++++ Trecho selecionado
Valdir Aguilera
 Físico e pesquisador

 

 

História do racionalismo - 05
Conceitos de racionalismo

José Alves Martins

Faculdade que distingue o homem dos outros animais

Respondendo a questionamento de leitores/companheiros de Doutrina, vamos introduzir nesta seqüência de artigos um parêntese para esclarecer que, assim como são diversas as correntes filosóficas, também variam muito os conceitos de racionalismo.

De fato, contrariamente ao empirismo, corrente filosófica que valoriza a experiência no processo do conhecimento, e ao fideísmo, que valoriza a revelação religiosa "ou divina", o racionalismo designa as variadas doutrinas que submetem exclusivamente à razão (o logos, como diziam os gregos) todas as formas de conhecimento. De acordo com essas doutrinas, ele se apresenta sob diversos aspectos, ora como visão do universo que afirma o perfeito acordo entre o racional e a realidade, ora como uma ética que afirma serem as ações e as sociedades humanas racionais em seu princípio, em sua conduta e em sua finalidade. Adiante, detalharemos esses conceitos.
++++++++
++++ Itens do conjunto
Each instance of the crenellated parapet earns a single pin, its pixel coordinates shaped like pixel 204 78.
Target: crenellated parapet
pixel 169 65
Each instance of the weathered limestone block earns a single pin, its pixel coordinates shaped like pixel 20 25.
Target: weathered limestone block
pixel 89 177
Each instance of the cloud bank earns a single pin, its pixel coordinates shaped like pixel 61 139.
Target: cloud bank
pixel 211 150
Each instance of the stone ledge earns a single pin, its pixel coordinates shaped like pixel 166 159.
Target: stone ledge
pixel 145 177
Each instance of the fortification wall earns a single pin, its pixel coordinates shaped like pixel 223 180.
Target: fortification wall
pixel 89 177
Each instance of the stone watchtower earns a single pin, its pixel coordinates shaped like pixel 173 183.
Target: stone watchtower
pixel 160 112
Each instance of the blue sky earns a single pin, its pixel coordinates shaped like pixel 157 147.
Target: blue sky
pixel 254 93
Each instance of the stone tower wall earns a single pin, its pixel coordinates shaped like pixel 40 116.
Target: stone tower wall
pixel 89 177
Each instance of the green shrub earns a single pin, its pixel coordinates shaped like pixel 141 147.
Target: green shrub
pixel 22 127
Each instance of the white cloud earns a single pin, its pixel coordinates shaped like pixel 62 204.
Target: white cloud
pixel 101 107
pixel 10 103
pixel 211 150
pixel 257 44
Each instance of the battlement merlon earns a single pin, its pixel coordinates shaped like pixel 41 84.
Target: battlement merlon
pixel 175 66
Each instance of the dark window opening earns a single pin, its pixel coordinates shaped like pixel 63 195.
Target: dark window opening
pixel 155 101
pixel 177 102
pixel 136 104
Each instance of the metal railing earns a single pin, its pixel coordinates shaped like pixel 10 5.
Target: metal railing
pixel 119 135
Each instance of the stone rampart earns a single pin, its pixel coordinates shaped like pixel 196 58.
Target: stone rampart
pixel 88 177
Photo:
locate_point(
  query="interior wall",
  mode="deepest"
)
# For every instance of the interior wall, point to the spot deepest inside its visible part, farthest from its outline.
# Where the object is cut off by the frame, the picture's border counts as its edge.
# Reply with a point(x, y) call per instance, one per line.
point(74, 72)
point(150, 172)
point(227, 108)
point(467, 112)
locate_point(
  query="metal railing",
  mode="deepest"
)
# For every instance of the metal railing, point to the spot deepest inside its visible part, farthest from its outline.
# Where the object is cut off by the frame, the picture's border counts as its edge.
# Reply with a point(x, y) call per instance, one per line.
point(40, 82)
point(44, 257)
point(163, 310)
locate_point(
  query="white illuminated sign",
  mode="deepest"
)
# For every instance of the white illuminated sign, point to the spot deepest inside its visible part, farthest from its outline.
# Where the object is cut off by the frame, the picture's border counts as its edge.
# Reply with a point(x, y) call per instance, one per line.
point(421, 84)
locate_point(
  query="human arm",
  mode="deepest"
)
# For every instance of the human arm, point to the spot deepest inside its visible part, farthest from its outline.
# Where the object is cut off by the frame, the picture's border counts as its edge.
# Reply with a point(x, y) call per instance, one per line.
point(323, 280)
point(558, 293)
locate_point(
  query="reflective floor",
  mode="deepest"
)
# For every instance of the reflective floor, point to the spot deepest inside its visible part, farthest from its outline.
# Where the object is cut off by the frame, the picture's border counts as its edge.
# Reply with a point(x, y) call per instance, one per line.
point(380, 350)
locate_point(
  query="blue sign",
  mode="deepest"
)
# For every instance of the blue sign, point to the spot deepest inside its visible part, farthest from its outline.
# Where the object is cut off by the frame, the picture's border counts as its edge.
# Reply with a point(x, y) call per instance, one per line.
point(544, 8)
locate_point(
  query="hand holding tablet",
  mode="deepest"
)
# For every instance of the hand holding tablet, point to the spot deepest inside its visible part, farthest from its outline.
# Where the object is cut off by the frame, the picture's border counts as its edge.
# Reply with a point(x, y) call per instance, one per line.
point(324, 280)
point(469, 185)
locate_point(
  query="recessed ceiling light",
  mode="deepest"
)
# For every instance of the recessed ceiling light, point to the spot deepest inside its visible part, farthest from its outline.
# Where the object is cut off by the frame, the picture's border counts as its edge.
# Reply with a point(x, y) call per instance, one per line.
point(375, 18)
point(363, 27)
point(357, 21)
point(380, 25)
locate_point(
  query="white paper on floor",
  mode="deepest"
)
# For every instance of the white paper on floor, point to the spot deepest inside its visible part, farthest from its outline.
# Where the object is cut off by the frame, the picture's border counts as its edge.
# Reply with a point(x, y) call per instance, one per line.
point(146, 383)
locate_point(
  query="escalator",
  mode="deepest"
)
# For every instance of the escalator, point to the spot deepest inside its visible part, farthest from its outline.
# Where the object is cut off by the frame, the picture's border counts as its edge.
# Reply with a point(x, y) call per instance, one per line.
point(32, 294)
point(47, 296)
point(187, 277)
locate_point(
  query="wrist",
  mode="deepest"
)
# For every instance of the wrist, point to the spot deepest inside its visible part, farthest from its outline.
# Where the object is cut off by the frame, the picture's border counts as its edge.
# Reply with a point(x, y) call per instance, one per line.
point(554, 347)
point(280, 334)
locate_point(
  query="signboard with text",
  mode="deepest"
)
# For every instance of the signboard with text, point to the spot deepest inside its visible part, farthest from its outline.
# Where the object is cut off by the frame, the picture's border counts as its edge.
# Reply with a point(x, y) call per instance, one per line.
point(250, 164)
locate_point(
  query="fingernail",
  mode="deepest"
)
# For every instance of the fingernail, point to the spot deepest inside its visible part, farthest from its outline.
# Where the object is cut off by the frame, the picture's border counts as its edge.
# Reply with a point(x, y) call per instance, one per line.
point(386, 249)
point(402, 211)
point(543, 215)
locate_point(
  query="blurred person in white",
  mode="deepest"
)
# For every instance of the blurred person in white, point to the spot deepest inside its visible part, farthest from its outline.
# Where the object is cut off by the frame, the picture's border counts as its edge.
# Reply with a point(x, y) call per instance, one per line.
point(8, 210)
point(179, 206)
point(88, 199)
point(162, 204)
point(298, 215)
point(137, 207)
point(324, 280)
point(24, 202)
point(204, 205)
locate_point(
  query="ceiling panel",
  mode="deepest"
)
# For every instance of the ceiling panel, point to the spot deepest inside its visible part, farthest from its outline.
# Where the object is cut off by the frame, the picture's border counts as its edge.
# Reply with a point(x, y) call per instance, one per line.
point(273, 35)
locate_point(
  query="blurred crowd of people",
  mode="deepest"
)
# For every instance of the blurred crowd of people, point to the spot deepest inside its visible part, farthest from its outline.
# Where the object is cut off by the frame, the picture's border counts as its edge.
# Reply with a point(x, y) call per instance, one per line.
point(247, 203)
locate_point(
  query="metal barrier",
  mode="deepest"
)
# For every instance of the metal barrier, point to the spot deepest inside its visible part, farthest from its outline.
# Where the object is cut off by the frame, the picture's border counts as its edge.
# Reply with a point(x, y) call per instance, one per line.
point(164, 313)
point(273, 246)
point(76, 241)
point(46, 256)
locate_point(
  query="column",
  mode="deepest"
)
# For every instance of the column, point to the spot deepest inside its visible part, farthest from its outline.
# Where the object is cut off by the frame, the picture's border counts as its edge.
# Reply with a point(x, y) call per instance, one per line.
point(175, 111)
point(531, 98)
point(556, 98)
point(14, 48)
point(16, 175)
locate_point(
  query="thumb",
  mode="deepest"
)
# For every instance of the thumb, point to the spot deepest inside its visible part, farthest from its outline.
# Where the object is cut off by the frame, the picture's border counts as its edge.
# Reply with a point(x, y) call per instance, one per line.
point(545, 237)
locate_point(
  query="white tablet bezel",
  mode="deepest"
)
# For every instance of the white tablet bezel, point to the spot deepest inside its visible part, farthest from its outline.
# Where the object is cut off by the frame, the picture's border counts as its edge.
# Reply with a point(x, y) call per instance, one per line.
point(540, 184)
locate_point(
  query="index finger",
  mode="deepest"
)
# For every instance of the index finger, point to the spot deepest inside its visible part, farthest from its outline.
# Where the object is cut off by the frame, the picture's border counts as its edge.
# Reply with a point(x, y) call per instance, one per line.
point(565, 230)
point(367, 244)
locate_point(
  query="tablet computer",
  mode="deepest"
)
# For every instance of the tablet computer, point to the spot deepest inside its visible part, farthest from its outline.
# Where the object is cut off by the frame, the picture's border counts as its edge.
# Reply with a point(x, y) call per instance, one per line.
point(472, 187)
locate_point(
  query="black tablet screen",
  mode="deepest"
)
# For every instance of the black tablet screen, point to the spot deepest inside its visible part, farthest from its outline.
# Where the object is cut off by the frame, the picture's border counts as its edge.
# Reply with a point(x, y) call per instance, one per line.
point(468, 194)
++++++++
## Trabalho solicitado
a - Segundo o texto sobre o racionalismo, por que se abre um parêntese nesta sequência de artigos? Responda em uma a três frases.
b - Retome o texto sobre o racionalismo a partir do ponto em que ele termina.
Os itens não desempenham nenhum papel nesta atividade.

## Respostas
a - O parêntese é aberto em resposta a questionamentos de leitores e companheiros de Doutrina. Seu propósito é esclarecer que, assim como as correntes filosóficas são diversas, também variam muito os conceitos de racionalismo.

b -
Tomado, porém, em seu sentido mais amplo e comum, racionalismo é o ato de pensar, raciocinar, fazer uso da razão, faculdade que distingue o homem dos outros animais que lhe são inferiores na escala evolutiva. Ainda em sentido lato, pode ser definido como a crença na razão e na evidência das demonstrações.

Do ponto de vista filosófico, eis os principais conceitos de racionalismo preconizados pelas diversas doutrinas:

• Método de observar as coisas baseado exclusivamente na razão, considerada como única autoridade quanto à maneira de pensar e agir e como fundamento de todo conhecimento possível; estabelece, desse modo, o primado dessa faculdade sobre o sentimento, a vontade e as demais faculdades humanas, uma vez que somente ela, a razão, é capaz de propiciar a adequada percepção e explicação da realidade.

• Doutrina que afirma nada existir que não tenha uma razão de ser, de tal modo que, de direito, nada existe que não seja inteligível.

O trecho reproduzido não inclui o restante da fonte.